● **SHORT EXERCISE**
Return the material word for word. Do not include pictures.

● **Location labeling records**
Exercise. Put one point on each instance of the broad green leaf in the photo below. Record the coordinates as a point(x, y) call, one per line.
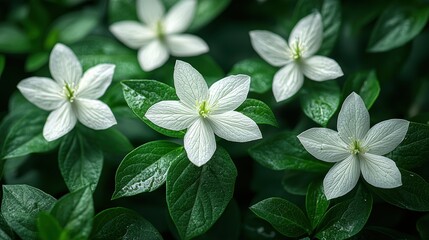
point(75, 212)
point(261, 74)
point(365, 84)
point(80, 161)
point(20, 207)
point(145, 168)
point(258, 111)
point(412, 195)
point(197, 196)
point(346, 218)
point(397, 25)
point(284, 151)
point(122, 223)
point(320, 100)
point(142, 94)
point(283, 215)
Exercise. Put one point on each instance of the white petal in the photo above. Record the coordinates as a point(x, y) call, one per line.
point(95, 81)
point(307, 34)
point(132, 34)
point(171, 115)
point(271, 47)
point(150, 11)
point(353, 119)
point(153, 56)
point(185, 45)
point(234, 126)
point(342, 177)
point(324, 144)
point(287, 81)
point(64, 65)
point(42, 92)
point(385, 136)
point(59, 122)
point(94, 113)
point(190, 85)
point(380, 171)
point(320, 68)
point(180, 16)
point(199, 142)
point(228, 93)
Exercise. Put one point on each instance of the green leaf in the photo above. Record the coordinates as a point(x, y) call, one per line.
point(20, 207)
point(142, 94)
point(122, 223)
point(75, 212)
point(145, 168)
point(284, 151)
point(412, 195)
point(413, 151)
point(365, 84)
point(80, 162)
point(397, 25)
point(261, 73)
point(197, 196)
point(346, 218)
point(258, 111)
point(283, 215)
point(320, 100)
point(316, 203)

● **EXERCISE RESULT**
Exercise. Put one point on each instance of the broad green leaf in the photo below. Record the coordinates as a point(x, y) call, one per line.
point(75, 212)
point(261, 74)
point(365, 84)
point(80, 161)
point(20, 207)
point(145, 168)
point(258, 111)
point(412, 195)
point(197, 196)
point(346, 218)
point(397, 25)
point(284, 151)
point(122, 223)
point(320, 100)
point(142, 94)
point(283, 215)
Exercise. Put one point on each instance of the white petal in the photo above. Record the coordinates as a point(x, y) call, one per line.
point(95, 81)
point(307, 34)
point(132, 34)
point(171, 115)
point(271, 47)
point(150, 11)
point(353, 119)
point(153, 56)
point(185, 45)
point(234, 126)
point(342, 177)
point(324, 144)
point(287, 81)
point(64, 65)
point(42, 92)
point(385, 136)
point(59, 122)
point(94, 113)
point(190, 85)
point(380, 171)
point(320, 68)
point(180, 16)
point(199, 142)
point(228, 93)
Exercise. Put one point on each instance of the green leaf in the photo above. Record the coordinates as a point(x, y) call, one per line.
point(20, 207)
point(142, 94)
point(122, 223)
point(75, 212)
point(145, 168)
point(284, 151)
point(412, 195)
point(413, 151)
point(365, 84)
point(80, 162)
point(397, 25)
point(261, 73)
point(197, 196)
point(346, 218)
point(258, 111)
point(283, 215)
point(320, 100)
point(316, 203)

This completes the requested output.